> Exercise objective
Copy every row below word for word, with nothing changed.

Coordinate annotation records
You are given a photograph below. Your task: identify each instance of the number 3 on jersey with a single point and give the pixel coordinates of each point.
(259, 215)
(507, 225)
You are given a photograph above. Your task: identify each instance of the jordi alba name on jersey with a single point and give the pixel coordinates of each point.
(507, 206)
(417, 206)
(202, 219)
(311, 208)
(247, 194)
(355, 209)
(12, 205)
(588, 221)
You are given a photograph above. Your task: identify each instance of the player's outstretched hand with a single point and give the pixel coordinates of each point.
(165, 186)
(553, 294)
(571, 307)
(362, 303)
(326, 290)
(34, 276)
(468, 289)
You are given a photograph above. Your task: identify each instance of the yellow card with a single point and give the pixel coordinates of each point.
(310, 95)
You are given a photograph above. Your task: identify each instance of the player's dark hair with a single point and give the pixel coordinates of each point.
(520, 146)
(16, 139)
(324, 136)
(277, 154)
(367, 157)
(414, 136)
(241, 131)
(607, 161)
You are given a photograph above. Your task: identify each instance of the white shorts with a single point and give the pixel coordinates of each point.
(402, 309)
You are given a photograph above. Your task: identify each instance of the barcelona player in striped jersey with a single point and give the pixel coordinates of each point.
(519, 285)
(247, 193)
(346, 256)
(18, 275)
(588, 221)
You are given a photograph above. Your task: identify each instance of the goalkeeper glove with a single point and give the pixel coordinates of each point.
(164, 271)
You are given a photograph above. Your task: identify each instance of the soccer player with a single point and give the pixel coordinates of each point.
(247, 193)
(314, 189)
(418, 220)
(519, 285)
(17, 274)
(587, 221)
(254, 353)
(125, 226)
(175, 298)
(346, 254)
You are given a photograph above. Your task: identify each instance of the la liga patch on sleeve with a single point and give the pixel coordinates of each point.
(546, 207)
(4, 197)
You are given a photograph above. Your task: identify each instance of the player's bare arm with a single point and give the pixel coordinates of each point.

> Worked answer
You are given a photograph below. Your task: identify each instance of the number 3 on jersey with a single point and give the pixel coordinates of each point.
(259, 215)
(507, 225)
You are given a photograph above. Your task: identify each instance of the jordi alba name on jersey with a single point and give the pixel coordinates of each point.
(507, 206)
(417, 206)
(202, 219)
(311, 208)
(247, 194)
(355, 209)
(12, 205)
(588, 221)
You are given a photograph above. Your task: identify each instance of the player's outstretched hand with a single point and give the pixel coordinates of each point.
(165, 186)
(553, 294)
(571, 307)
(362, 303)
(326, 290)
(34, 276)
(468, 289)
You are given a photograph above. Your task: identify each instance of the yellow card with a single point and give the pixel coordinates of each point.
(310, 95)
You are given a photograph above. Your task: identify each instance of the player's dark hair with a single point and give the pixel coordinates of each point.
(520, 146)
(16, 139)
(324, 136)
(277, 154)
(367, 157)
(414, 136)
(241, 131)
(607, 161)
You are given a photograph above. Your task: identify each instance of the white shorts with a single point and give the pixel coordinates of each point.
(402, 309)
You are given a photograph above. Your task: identify each instance of the barcelona player in striped jersey with a single point and give the pixel coordinates of each point.
(519, 285)
(247, 193)
(346, 256)
(18, 275)
(588, 221)
You are given a photograph above. Your task: identify each instance of the goalkeeper glove with a single point and give the pixel coordinates of each point.
(164, 271)
You are given a photograph above. Your task: identify each instance of the soccer player with a single point and give the pixel coordinates of each point.
(247, 193)
(314, 189)
(418, 220)
(519, 285)
(17, 274)
(587, 221)
(254, 353)
(125, 226)
(175, 298)
(346, 254)
You are given a photograph above. Your task: identify each instance of the la liga patch on sleeve with a single point and give the pixel coordinates of each point.
(546, 207)
(4, 197)
You are given a photograph above. Your task: identify each instance of the player's bare arm with a single point and give the pixel coordinates of each point.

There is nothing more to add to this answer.